• [Exercise task]: Put every line of the data below, from the line containing "TASK: localize man's wrist" through the end of the data, into a JSON list of strings, one string per line. Leave out blank lines.

• [Exercise data]:
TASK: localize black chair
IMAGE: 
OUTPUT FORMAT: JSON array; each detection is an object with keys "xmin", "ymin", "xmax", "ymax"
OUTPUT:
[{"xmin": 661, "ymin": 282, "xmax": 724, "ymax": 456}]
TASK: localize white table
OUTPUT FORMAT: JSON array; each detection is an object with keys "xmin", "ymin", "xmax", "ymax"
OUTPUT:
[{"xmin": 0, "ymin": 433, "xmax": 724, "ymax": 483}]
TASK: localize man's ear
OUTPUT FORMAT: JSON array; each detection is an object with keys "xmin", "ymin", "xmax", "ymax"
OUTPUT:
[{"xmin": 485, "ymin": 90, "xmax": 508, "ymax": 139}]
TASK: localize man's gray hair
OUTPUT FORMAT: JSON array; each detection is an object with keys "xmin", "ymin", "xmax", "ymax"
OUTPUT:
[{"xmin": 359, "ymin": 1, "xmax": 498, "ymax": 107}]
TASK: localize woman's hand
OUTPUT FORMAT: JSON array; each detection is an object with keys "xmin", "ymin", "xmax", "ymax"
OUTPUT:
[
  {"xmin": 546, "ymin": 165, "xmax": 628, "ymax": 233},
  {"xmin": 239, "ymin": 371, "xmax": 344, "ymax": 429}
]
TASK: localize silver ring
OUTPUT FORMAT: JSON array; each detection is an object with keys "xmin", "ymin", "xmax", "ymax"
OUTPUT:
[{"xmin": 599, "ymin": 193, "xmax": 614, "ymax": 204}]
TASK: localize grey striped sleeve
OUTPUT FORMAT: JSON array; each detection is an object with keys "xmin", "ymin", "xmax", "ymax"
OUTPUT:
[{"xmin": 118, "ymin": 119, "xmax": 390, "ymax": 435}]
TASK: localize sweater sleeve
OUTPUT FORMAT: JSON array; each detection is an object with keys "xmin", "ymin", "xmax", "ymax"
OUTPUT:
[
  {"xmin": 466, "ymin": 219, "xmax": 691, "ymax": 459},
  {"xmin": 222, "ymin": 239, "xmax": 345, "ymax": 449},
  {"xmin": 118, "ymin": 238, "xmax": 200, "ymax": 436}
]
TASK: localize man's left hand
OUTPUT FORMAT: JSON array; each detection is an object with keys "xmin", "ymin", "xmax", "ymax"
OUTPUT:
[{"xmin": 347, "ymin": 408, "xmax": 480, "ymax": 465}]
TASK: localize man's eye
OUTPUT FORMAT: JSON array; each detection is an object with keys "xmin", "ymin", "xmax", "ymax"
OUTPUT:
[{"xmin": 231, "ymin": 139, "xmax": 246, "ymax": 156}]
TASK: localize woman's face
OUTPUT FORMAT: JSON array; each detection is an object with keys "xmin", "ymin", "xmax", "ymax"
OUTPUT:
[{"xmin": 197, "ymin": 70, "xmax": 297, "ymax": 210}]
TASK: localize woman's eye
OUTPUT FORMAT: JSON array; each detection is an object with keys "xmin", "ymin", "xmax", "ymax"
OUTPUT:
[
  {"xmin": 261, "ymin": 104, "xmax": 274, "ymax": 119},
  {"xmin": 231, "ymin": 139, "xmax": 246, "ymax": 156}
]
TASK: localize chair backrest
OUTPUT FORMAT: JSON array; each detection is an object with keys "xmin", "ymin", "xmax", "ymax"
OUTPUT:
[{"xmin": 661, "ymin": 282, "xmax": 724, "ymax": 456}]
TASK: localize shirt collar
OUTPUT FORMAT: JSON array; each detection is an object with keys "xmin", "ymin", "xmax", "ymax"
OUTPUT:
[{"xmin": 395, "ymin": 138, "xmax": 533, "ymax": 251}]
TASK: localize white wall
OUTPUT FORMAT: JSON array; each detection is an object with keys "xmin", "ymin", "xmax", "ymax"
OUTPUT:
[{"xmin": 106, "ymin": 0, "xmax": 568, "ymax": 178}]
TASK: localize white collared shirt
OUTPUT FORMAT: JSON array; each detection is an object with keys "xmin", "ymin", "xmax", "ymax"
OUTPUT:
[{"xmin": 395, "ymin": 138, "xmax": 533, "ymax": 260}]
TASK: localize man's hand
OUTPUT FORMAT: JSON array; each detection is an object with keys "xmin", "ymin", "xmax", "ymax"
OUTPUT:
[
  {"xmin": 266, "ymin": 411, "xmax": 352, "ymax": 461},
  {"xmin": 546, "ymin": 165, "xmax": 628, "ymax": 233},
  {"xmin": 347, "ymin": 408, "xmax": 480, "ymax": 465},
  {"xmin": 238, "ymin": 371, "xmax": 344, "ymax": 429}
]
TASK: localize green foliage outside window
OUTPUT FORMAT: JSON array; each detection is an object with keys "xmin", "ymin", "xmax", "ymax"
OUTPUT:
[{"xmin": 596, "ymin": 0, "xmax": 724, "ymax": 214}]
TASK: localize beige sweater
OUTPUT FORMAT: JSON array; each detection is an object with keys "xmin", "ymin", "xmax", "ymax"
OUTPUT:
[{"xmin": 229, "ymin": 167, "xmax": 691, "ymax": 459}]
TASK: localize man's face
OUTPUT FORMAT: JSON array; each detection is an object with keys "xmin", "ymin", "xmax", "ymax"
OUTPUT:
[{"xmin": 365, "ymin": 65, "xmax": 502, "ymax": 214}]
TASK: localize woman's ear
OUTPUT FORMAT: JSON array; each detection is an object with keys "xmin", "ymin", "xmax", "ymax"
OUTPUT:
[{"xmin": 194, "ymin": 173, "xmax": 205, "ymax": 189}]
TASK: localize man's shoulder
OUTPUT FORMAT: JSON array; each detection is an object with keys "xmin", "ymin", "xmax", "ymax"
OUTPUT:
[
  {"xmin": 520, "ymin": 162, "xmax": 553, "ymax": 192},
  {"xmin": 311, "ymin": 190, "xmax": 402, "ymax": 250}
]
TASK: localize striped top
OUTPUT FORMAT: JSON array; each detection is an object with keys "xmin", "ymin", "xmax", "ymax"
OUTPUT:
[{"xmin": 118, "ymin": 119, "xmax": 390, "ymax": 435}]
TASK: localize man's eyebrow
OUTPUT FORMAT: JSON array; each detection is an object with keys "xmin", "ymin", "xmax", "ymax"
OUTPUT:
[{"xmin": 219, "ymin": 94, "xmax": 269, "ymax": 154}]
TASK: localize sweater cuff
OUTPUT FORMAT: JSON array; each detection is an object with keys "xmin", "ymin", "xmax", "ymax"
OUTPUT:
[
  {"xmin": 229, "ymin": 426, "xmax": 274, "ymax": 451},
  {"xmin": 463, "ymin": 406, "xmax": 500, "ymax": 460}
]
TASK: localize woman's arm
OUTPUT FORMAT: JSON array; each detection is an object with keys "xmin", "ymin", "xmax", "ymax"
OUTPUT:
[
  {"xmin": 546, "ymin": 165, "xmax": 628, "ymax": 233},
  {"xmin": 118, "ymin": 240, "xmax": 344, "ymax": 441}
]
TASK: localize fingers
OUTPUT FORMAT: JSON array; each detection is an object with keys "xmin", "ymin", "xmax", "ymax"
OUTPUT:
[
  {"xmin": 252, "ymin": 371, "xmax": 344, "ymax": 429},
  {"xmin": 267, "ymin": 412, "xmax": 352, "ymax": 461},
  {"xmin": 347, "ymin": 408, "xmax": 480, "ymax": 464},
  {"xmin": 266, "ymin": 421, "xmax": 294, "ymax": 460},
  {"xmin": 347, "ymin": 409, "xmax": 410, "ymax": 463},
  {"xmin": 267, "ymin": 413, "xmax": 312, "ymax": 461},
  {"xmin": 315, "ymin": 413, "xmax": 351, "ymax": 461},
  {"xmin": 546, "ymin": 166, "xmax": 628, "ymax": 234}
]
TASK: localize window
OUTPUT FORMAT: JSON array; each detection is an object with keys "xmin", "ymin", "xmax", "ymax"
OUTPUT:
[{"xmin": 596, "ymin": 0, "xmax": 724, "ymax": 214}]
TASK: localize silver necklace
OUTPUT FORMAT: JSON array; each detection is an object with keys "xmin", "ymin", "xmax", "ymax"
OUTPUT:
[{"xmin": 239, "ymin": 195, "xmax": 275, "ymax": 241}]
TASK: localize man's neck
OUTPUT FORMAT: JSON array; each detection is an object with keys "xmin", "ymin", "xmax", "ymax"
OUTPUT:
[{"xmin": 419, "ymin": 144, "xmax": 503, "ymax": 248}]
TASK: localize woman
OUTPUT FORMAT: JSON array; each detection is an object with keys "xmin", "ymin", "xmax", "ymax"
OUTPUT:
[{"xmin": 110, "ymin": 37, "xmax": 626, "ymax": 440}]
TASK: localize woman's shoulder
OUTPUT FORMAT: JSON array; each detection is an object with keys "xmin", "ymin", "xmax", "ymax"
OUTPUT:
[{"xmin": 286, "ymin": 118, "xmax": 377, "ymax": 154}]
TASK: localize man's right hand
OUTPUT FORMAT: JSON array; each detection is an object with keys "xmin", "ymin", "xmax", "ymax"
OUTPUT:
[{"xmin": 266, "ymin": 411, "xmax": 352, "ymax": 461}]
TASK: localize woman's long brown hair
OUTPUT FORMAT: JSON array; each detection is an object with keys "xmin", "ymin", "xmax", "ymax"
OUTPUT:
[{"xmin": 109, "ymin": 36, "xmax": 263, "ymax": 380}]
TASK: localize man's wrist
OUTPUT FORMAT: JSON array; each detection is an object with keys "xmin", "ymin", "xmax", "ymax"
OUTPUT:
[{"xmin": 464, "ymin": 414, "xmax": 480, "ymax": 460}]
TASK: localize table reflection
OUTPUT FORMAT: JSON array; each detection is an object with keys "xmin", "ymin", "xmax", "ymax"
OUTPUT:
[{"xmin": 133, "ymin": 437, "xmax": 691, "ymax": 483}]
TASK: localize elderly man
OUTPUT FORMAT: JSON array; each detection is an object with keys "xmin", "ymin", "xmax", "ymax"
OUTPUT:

• [Expected answer]:
[
  "TASK: localize man's wrist",
  "OUTPUT FORMAT: JSON array; each detection is an object with keys \"xmin\", \"ymin\", \"xmax\", \"ymax\"",
  "OUTPUT:",
  "[{\"xmin\": 464, \"ymin\": 414, \"xmax\": 480, \"ymax\": 460}]",
  "TASK: localize table reflection",
  "OUTPUT FORMAT: JSON array; each detection is an object with keys \"xmin\", \"ymin\", \"xmax\", \"ymax\"",
  "OUTPUT:",
  "[{\"xmin\": 133, \"ymin\": 437, \"xmax\": 691, \"ymax\": 483}]",
  "TASK: localize elderly man",
  "OUTPUT FORMAT: JSON array; each detection is an object with keys \"xmin\", \"ymin\", \"xmax\", \"ymax\"",
  "OUTPUT:"
]